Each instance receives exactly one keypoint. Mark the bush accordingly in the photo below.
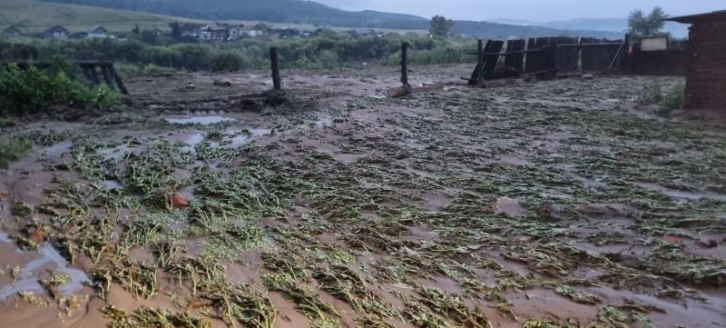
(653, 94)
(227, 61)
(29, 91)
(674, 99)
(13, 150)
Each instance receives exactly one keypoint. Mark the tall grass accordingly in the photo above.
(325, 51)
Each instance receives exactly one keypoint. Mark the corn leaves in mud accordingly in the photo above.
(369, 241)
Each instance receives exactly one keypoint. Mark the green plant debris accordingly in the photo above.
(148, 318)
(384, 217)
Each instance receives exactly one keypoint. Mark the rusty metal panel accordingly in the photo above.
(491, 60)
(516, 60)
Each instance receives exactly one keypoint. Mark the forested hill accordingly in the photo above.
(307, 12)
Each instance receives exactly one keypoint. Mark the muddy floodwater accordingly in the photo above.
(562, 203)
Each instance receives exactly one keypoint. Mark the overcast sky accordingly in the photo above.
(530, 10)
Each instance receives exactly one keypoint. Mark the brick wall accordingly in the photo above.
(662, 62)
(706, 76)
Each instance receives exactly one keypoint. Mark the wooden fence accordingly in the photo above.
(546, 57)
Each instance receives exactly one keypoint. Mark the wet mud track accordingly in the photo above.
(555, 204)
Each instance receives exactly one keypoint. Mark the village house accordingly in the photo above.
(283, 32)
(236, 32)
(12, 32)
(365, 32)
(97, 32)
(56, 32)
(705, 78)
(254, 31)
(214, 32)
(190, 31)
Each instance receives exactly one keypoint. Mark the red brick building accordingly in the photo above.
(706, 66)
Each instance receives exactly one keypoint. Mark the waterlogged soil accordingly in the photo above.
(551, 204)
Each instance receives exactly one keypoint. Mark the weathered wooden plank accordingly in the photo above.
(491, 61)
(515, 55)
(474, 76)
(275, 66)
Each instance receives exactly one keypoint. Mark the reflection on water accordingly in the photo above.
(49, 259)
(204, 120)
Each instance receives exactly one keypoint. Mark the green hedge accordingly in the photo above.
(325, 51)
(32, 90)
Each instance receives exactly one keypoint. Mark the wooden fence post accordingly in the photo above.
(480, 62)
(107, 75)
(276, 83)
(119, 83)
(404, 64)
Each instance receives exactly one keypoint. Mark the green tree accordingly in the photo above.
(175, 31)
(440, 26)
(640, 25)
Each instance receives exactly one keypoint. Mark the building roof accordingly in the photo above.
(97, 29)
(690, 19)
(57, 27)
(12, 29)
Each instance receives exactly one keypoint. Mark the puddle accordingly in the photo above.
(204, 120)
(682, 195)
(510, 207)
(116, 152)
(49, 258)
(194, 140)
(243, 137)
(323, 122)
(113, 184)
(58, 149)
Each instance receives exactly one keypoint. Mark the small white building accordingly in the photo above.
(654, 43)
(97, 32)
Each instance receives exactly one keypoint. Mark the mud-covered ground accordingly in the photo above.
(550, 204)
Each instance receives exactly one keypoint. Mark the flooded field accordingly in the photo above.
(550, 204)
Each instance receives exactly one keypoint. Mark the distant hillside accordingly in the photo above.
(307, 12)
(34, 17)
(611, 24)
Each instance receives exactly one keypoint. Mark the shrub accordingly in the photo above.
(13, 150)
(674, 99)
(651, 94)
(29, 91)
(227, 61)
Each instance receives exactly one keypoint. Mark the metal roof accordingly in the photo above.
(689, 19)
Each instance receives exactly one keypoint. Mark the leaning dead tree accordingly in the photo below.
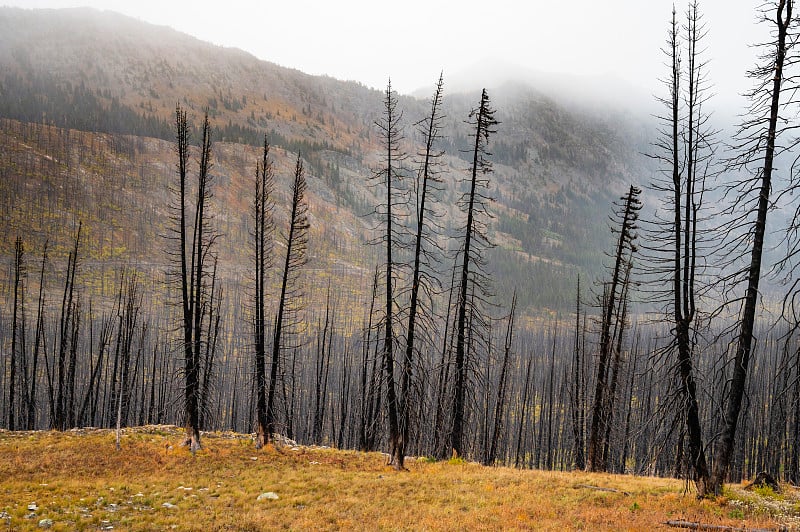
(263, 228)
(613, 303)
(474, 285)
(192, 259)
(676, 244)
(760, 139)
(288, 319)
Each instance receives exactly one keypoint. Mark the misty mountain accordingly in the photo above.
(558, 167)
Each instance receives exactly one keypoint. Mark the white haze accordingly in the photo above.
######
## TASK
Above are the records; reproduce them exactly and leave out the pictures.

## THE REPLY
Each instance receives exactly one keypoint. Mark the bush accordingly in the photo below.
(653, 94)
(227, 61)
(29, 91)
(674, 99)
(13, 150)
Each instance receives exactly one keypoint. Mark the tall grass accordingly in the photo above.
(325, 51)
Each instance receives exactly one keypoint. Mark the corn leaves in mud accordingly in the photo above.
(369, 241)
Each instance receives exactly one keypoint. Mark the green plant debris accordingly in the photo above.
(148, 318)
(384, 217)
Each instance receives exactly one keypoint. Mark the rusty metal panel accordingly in the photo above.
(491, 60)
(516, 60)
Each instance receives exactly one keypoint. Mark the forested hill accordingly in the photo above.
(307, 12)
Each instance receives exactly one keypoint. Mark the muddy floodwater accordingly in the photo above.
(562, 203)
Each instance receives exactly one keypoint. Mark the overcast sky accordingly in the photo above.
(530, 10)
Each instance receives exactly one keypoint. Mark the brick wall accordingly in the photo above.
(662, 62)
(706, 76)
Each instance receives exactly one keypoint. Mark the wooden fence accordingly in the photo above.
(546, 57)
Each instance receives exactly one keypoint. Mark the wet mud track accordingly in the photo above.
(555, 204)
Each instance receives exactly one keypoint. Mark the village house accordingly in the photo above.
(283, 32)
(236, 32)
(12, 32)
(365, 32)
(97, 32)
(56, 32)
(705, 78)
(254, 31)
(214, 32)
(190, 31)
Each instance receives exactly one keypoint. Mark the red brick building accordingly in the photo above.
(706, 66)
Each instance receives exactly one keypoint. Mark the waterlogged soil accordingly in the photo above.
(551, 204)
Each instance receives exactly one keypoint. Mark the weathered wooden plank accordingly in the photo above.
(491, 61)
(515, 55)
(474, 76)
(275, 66)
Each instance receives exactly one keypoint. Mark the reflection on water accordingly in the photo above.
(49, 259)
(204, 120)
Each instance receives exactly one keypoint. Mark the green hedge accordingly in the photo above.
(325, 51)
(32, 90)
Each instance receives exactly one keypoint. Mark the wooden fence post accordingly in the photo above.
(480, 62)
(107, 75)
(276, 83)
(119, 83)
(404, 64)
Each instance receives exactly one keypoint. Mark the green tree accordingly in the photo above.
(175, 31)
(440, 26)
(640, 25)
Each instance receives exactly one keypoint. Mark the building roof accordingly in the photo above.
(97, 29)
(690, 19)
(57, 27)
(12, 29)
Each instance receives exactly one keypoint. Mark the puddle accordingly in the photo above.
(204, 120)
(682, 195)
(510, 207)
(116, 152)
(49, 258)
(194, 140)
(243, 137)
(323, 122)
(113, 184)
(58, 149)
Each instance receives exactly one keypoint. Mark the small white building accordingly in the photo above.
(654, 43)
(97, 32)
Each instance receives exactly one keypoint. Mark the mud-covered ground accordingly in the photo above.
(550, 204)
Each instance receives exactly one keypoint. Mark the flooded field accordingly in the photo above.
(550, 204)
Each instance receives exactly one keypoint. Mark the distant hillside accordingly in the photo above.
(307, 12)
(34, 17)
(611, 24)
Each instance receives exactly one keypoint. Mark the shrub accordingly in the photo above.
(13, 150)
(674, 99)
(651, 94)
(29, 91)
(227, 61)
Each instance receives exactly one keypoint. Mark the metal roof accordingly in the photo above.
(689, 19)
Each instance receives exactly one keypoint. Mark the leaning dead tree accordingly in the photo below.
(263, 228)
(613, 303)
(474, 285)
(192, 259)
(676, 244)
(760, 139)
(288, 319)
Each instance receives exactly one keypoint. Mark the misty mountain accordingly in the photo above.
(558, 167)
Each instance receives exactly one keypoint. Mark the white haze accordingly in the photo above.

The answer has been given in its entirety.